■ Selected excerpt ■
▽
The most recent review of the funding for both, azithromycin for non-cystic fibrosis bronchiectasis and the current access criteria, was by PTAC at its August 2015 meeting. In summary PTAC made the following recommendations:

  • that azithromycin be funded for non-cystic fibrosis bronchiectasis in children (aged 18 and under) who have had 3 or more exacerbations of their bronchiectasis or 3 acute admissions to hospital for treatment of infective respiratory exacerbations within a 12 month period, for a maximum treatment duration of 24 months, with a high priority
  • that short courses of azithromycin of 5 days treatment should be restricted to the following indications; mycoplasma genitalium infection when first-line treatments have failed, pertussis, and chlamydia
  • that longer courses of azithromycin should be restricted to the following indications; patients who have received a lung transplant and require treatment or prophylaxis for bronchiolitis obliterans syndrome, patients with cystic fibrosis and have chronic infection with Pseudomonas aeruginosa or Pseudomonas related gram negative organisms, and patients with mycobacterium avium intracellulare complex infections
  • that the application for azithromycin for prevention of exacerbations in adult non-cystic fibrosis bronchiectasis should be declined, noting that an alternative treatment (erythromycin) is available for these patients.
△
■ Problem to work on ■
Continue the passage on PTAC's azithromycin funding recommendations, starting after its last sentence.

■ Information shown ■
▽
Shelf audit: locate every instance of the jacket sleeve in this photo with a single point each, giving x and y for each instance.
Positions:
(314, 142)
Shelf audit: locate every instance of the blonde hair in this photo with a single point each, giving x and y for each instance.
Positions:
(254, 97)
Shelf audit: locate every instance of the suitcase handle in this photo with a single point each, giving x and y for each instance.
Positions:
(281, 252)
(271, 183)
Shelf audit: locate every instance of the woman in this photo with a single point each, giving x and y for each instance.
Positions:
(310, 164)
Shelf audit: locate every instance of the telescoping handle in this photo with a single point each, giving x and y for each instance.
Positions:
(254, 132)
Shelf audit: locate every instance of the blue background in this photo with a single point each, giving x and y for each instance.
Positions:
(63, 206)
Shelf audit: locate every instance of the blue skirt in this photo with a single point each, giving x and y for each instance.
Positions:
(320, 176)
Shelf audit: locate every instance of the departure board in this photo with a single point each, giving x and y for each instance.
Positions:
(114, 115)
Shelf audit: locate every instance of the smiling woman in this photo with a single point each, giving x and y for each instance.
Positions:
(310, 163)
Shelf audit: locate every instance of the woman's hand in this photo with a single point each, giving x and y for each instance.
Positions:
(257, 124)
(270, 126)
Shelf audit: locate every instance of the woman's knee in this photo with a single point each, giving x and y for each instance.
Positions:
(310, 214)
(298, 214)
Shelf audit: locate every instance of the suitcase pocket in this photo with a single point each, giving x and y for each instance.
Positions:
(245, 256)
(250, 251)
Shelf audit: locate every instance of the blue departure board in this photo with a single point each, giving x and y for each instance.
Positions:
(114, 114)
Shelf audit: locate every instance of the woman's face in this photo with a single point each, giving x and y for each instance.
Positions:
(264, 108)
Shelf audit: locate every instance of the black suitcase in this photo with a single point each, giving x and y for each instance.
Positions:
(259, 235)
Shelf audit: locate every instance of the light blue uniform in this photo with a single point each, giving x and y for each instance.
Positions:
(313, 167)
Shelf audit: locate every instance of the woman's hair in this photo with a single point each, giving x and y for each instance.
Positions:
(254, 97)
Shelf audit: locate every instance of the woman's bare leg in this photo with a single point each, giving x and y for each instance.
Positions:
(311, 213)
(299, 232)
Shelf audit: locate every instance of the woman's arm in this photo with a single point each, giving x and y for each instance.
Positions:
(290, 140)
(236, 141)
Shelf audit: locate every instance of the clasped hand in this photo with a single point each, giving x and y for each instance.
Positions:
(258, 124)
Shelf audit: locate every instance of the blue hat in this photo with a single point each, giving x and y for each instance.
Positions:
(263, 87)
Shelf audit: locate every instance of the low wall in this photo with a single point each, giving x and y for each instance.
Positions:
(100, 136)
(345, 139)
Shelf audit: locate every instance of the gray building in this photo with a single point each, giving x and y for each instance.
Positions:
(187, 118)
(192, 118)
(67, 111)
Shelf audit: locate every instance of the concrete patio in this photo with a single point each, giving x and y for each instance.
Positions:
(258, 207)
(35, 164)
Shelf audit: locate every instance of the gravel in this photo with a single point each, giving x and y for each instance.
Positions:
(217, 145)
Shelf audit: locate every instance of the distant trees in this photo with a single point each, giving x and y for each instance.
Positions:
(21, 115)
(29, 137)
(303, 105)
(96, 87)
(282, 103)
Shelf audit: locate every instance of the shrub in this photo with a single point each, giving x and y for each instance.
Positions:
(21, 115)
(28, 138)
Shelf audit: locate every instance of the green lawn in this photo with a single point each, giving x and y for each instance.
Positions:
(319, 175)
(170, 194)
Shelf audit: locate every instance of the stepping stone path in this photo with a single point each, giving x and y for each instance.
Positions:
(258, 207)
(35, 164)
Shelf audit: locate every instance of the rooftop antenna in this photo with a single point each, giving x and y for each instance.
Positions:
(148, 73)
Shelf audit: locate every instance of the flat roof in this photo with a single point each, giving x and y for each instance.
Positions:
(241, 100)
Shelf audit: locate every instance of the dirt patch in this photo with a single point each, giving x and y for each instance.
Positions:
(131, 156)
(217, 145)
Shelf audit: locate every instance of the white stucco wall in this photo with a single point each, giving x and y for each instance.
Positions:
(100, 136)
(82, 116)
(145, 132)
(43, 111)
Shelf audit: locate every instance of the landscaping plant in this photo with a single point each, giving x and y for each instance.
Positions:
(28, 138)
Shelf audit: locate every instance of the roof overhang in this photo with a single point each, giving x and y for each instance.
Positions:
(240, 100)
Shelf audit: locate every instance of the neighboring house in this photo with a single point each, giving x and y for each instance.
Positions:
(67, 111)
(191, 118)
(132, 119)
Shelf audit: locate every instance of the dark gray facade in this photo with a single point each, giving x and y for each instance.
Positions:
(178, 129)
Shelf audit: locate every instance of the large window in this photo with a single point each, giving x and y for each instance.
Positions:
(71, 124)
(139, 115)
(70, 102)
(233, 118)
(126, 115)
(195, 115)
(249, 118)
△
■ Reply to the task ■
Please note that although PTAC has recommended to PHARMAC that funding of azithromycin for prevention of exacerbations in adult non-cystic fibrosis bronchiectasis should be declined, this funding application remains open, and could be further considered if new information became available. A recommendation to decline from PTAC would usually not result in a medicine being funded. However, PHARMAC routinely seeks further advice from PTAC where new evidence becomes available.

Full details of the minutes are available from the following link 

https://connect.pharmac.govt.nz/apptracker/s/global-search/azithromycin(external link)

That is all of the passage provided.